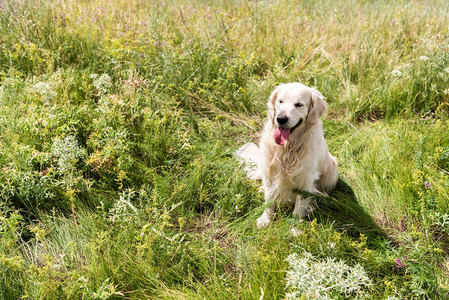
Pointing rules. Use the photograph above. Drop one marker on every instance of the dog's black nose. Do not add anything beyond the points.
(282, 120)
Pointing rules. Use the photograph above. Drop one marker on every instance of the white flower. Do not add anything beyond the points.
(327, 278)
(396, 73)
(43, 89)
(102, 83)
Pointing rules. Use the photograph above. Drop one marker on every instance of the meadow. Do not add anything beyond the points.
(118, 124)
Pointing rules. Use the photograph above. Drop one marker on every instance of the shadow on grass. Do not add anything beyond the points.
(342, 209)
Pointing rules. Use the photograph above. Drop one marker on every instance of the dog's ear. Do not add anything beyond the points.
(270, 104)
(317, 107)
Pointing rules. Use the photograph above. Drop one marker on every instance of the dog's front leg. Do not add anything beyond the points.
(304, 206)
(265, 219)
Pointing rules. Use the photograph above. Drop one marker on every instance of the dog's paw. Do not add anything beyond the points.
(263, 220)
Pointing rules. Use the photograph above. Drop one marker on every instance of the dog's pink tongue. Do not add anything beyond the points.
(281, 135)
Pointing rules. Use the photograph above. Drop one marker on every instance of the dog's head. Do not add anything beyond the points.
(292, 106)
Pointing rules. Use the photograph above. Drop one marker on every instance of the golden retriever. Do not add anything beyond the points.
(292, 153)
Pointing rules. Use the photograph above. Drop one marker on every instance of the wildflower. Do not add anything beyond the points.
(399, 263)
(396, 73)
(327, 278)
(102, 83)
(68, 151)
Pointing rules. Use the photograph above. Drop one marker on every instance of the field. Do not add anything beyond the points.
(118, 124)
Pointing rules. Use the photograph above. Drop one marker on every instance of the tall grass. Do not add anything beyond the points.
(118, 123)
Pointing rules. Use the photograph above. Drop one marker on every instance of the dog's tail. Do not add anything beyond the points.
(251, 156)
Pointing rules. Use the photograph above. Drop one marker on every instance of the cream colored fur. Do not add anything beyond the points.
(303, 162)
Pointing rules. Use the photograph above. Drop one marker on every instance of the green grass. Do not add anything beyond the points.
(118, 123)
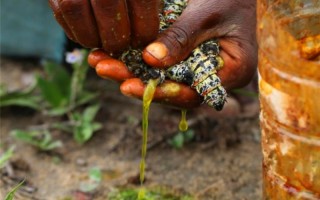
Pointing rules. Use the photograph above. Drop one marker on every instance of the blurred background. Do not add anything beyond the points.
(67, 134)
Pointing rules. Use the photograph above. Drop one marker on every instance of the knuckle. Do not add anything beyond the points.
(177, 37)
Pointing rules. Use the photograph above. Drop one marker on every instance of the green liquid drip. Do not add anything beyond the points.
(183, 125)
(147, 98)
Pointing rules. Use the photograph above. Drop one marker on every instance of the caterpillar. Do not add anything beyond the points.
(199, 70)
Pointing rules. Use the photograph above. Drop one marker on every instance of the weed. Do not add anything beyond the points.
(39, 139)
(10, 194)
(95, 178)
(6, 156)
(57, 94)
(181, 138)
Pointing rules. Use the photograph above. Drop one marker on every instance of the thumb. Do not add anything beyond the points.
(177, 42)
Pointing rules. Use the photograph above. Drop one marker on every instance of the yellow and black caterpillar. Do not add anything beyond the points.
(198, 70)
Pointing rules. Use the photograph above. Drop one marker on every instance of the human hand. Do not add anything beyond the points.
(169, 92)
(110, 25)
(230, 21)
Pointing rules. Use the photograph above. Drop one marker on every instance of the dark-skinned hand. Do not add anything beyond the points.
(232, 22)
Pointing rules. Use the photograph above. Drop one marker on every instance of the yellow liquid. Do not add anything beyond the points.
(183, 125)
(147, 98)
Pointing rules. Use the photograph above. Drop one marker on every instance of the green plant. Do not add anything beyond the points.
(39, 139)
(6, 156)
(95, 178)
(82, 124)
(57, 93)
(181, 138)
(10, 194)
(24, 98)
(150, 194)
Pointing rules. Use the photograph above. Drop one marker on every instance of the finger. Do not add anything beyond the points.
(113, 23)
(113, 69)
(240, 63)
(171, 93)
(144, 17)
(96, 56)
(59, 17)
(177, 42)
(79, 17)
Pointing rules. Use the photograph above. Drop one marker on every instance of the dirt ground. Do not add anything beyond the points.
(223, 161)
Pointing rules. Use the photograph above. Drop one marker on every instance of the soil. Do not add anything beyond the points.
(223, 161)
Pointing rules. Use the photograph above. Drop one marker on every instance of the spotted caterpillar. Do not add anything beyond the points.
(198, 70)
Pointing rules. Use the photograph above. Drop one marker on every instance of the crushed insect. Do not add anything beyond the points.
(199, 70)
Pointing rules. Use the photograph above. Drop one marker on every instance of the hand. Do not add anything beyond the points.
(111, 25)
(172, 93)
(233, 22)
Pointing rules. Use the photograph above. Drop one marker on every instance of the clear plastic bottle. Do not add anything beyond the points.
(289, 82)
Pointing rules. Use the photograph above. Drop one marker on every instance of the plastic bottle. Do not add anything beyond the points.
(289, 81)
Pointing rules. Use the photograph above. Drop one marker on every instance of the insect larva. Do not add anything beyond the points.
(198, 70)
(202, 68)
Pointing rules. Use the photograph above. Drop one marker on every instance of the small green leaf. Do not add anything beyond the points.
(59, 76)
(58, 111)
(96, 126)
(90, 112)
(83, 132)
(24, 98)
(95, 174)
(188, 135)
(51, 93)
(85, 97)
(6, 156)
(10, 195)
(41, 140)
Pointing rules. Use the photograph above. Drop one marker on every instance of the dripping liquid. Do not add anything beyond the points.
(147, 98)
(183, 125)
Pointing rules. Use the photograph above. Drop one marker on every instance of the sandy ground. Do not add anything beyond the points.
(223, 161)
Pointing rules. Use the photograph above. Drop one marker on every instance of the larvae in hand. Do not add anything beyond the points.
(199, 70)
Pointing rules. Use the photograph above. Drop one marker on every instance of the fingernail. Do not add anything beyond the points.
(157, 50)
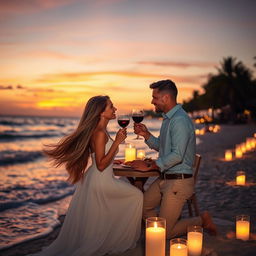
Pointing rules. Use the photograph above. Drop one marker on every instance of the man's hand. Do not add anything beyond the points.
(140, 165)
(117, 161)
(142, 130)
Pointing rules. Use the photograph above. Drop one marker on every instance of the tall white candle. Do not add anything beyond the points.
(240, 178)
(195, 240)
(130, 153)
(141, 154)
(243, 227)
(228, 155)
(155, 239)
(238, 152)
(178, 247)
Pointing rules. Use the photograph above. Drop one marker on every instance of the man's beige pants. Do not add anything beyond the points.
(171, 196)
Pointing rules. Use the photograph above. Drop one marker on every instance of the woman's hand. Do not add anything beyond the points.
(121, 135)
(117, 161)
(142, 130)
(140, 165)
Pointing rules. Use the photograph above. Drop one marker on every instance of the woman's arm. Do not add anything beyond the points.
(103, 160)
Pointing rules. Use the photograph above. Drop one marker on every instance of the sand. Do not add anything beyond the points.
(216, 192)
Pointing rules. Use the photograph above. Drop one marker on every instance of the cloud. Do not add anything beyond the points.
(7, 87)
(178, 64)
(13, 7)
(11, 87)
(86, 76)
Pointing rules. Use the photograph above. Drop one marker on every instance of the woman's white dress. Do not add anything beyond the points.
(104, 216)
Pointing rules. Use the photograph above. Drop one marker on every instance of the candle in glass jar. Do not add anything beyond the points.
(228, 155)
(130, 153)
(238, 152)
(178, 247)
(141, 154)
(155, 236)
(243, 227)
(195, 240)
(240, 178)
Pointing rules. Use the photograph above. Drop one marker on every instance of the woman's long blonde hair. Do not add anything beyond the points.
(74, 149)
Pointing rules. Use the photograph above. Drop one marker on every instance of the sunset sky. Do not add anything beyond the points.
(57, 54)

### Written problem
Restate the data above word for word. Do not include the images.

### Exercise response
Pointing rules. Use the photograph above. Drop one marker on every instance of the dog's black nose. Do not add anything beyond the points.
(282, 120)
Pointing rules. Use the photograph above. Drop one marker on every instance of the white flower. Do not add anything beyond the points.
(327, 278)
(396, 73)
(43, 89)
(102, 83)
Pointing rules. Use the photograph above. Drop one marker on every instance of the meadow. Do not add anything beyond the points.
(118, 124)
Pointing rules. Use the photograph above. Drop one marker on every instance of the shadow on grass. Do not add anything beyond the points.
(342, 209)
Pointing rules. Use the photograph above. Drop one marker on every instance of the dog's ear. Do not add anything beyond the points.
(270, 104)
(317, 107)
Pointing rules. Use the photograph above. Drop one marker on every instance of the dog's front leg. Do not add anything beyond the points.
(304, 206)
(265, 219)
Pointing rules. Use the photograph above. Drop one marker on every instance of the dog's paw. Do not add anything beyond the points.
(263, 220)
Pointing rules. Use the photograph above. Drop one marker on every instance of the dog's pink tongue. Do not add anything beyond the points.
(281, 135)
Pointing rules. Use the photograph above. Drop one marker on every instance of the dog's head. Do not add anything beyond the points.
(292, 106)
Pointing rules. Use the photograph above. Drop one marker on every instance of the golden retriever. Do not add anything beyond the points.
(292, 153)
Pointing rules. Use the photograph above. Drop one marker on every instance of the wildflower. Do not add anything beyond the points.
(399, 263)
(396, 73)
(327, 278)
(102, 83)
(68, 151)
Pointing rules. Use the photograph above. Drop one marker on every instance of the field. Do not add anything beyond the points.
(118, 124)
Pointing rules. Use the photograph above. Drop one marker on every instance of the tall grass. Do not add anything beyond the points.
(118, 123)
Pointing rules. Use the photograph above. Drop one marker on every instance of the dog's tail. Do not add anything beyond the points.
(251, 156)
Pointing rules. Use the photograph above. Drop one marker on every instance of the cream colored fur. Do not add anything beyond the points.
(303, 162)
Pointing rules. Use the photograph above. Drop one marker on every instance of the green grass. Do not add anything beyond the points.
(118, 123)
Pointing rules. Use the photograph above. Drop one marker on every instance of the blurred background. Do not add anything beyond the points.
(67, 134)
Pointing rules. Use the photograph above. Drop one marker on every instance of the knuckle. Do not add anything beyond the points.
(177, 37)
Pointing rules. Use the photograph above. Drop one marker on every instance of the green liquid drip. Do not add anything beyond the points.
(183, 125)
(147, 98)
Pointing rules. Use the photograph above. Drop one marker on every instance of the caterpillar. Do not add anything beyond the points.
(199, 70)
Pointing rules. Use the photograph above. Drop one marker on every instance of the weed. Do not add anything beyond the points.
(39, 139)
(10, 194)
(95, 178)
(6, 156)
(57, 94)
(181, 138)
Pointing rules. Use the photograph above. Drop one marker on every instance of the thumb. Do not add anything beyond the points.
(177, 42)
Pointing rules. Use the photograph above. Drop one marker on every instance of the yellow and black caterpillar. Do not add anything beyond the points.
(198, 70)
Pointing rules. Use the photograph above. Drop one marker on every instance of the human hand. Do not add anything beyond the points.
(169, 92)
(110, 25)
(230, 21)
Pointing rules. Use the photograph above. Drop one marker on every instance of the dark-skinned hand. Do not add anything beyond the points.
(232, 22)
Pointing rules. Use the photograph above. Drop one marker on every instance of the yellow liquid. Do not add anything beyond the points.
(183, 125)
(147, 98)
Pointing rules. Use the photograph above. Drop one marker on every instance of the green plant. Do not add anything beyond the points.
(39, 139)
(6, 156)
(95, 178)
(82, 124)
(57, 93)
(181, 138)
(10, 194)
(24, 98)
(150, 194)
Pointing rules. Use the photograph above. Drop one marker on every instance of the finger. Do not add anything beyond the points.
(113, 23)
(113, 69)
(240, 63)
(171, 93)
(144, 17)
(96, 56)
(59, 17)
(177, 42)
(79, 17)
Pointing rules. Use the photograph above. Drop one marker on every instance of the dirt ground. Do not add anything beyond the points.
(223, 161)
Pointing rules. Use the photograph above. Drop one marker on every instance of the soil. Do not add anything beyond the points.
(223, 161)
Pointing rules. Use the photograph above. Drop one marker on every instance of the spotted caterpillar. Do not add anything beyond the points.
(198, 70)
Pointing rules. Use the photograph above. Drop one marker on every instance of the crushed insect. Do not add anything beyond the points.
(199, 70)
Pointing rules. Use the photograph above. Drop one marker on every instance of the hand. Do not add anything beyond the points.
(111, 25)
(172, 93)
(233, 22)
Pointing rules. Use the photograph above. Drop one marker on every instance of the clear plastic bottle. Do not add anything beyond the points.
(289, 82)
Pointing rules. Use the photograph above. Drop one marker on every instance of the plastic bottle. Do not add anything beyond the points.
(289, 81)
Pointing rules. Use the photograph above. Drop one marker on every instance of the insect larva. Do not add anything beyond the points.
(198, 70)
(202, 68)
Pointing rules. Use the photograph above. Drop one marker on every instance of the small green leaf. Do not add anything beyond the points.
(59, 76)
(58, 111)
(96, 126)
(90, 112)
(83, 132)
(24, 98)
(95, 174)
(188, 135)
(51, 93)
(85, 97)
(6, 156)
(10, 195)
(41, 140)
Pointing rules. Use the photograph above. Drop one marker on every instance of the dripping liquid. Do not add anything beyond the points.
(147, 98)
(183, 125)
Pointing rules. Use the photograph above. Drop one marker on every instance of the sandy ground. Do not add anything beyond the points.
(223, 161)
Pointing rules. Use the photograph above. Drop one marker on every instance of the larvae in hand. Do not add anything beyond the points.
(199, 70)
Pointing rules. Use the photograph above. Drop one marker on every instance of the fingernail. Do not add anything beyond the points.
(157, 50)
Pointing rules. Use the photograph above. Drop one marker on every instance of the man's hand. Do not add anything beyond the points.
(140, 165)
(117, 161)
(142, 130)
Pointing rules. Use the photograph above. Drop one marker on every instance of the tall white candle. Do not add anything beyond the points.
(240, 178)
(195, 240)
(130, 153)
(141, 154)
(243, 227)
(228, 155)
(155, 239)
(238, 152)
(178, 247)
Pointing rules. Use the photograph above. Drop one marker on every instance of the man's beige pants. Do not add anything beyond the points.
(171, 196)
Pointing rules. Use the photograph above. Drop one marker on every instance of the woman's hand. Do not add anything beyond the points.
(121, 135)
(117, 161)
(142, 130)
(140, 165)
Pointing rules. Use the photograph above. Drop one marker on every instance of the woman's arm. Do not add anything beyond the points.
(103, 160)
Pointing rules. Use the photograph above. Drop one marker on every instance of the sand. Do not add anything beyond the points.
(216, 192)
Pointing rules. Use the photograph above. Drop one marker on every instance of the cloud. Do not add anything beyond the points.
(7, 87)
(178, 64)
(13, 7)
(11, 87)
(86, 76)
Pointing rules. Use the photograph above. Drop one marker on every instance of the woman's white dress. Do not add anything beyond the points.
(104, 216)
Pointing rules. Use the photograph above. Drop one marker on every instance of the candle in glass jar. Do not add anything beyond the points.
(228, 155)
(130, 153)
(238, 152)
(178, 247)
(141, 154)
(155, 236)
(243, 227)
(195, 240)
(240, 178)
Pointing rules. Use the photograph above. Drop one marker on every instance of the woman's long blonde hair. Do not add anything beyond the points.
(74, 149)
Pointing rules. Use the photograph above. Drop one marker on every instance of the sunset sky. Do not add anything beyond the points.
(57, 54)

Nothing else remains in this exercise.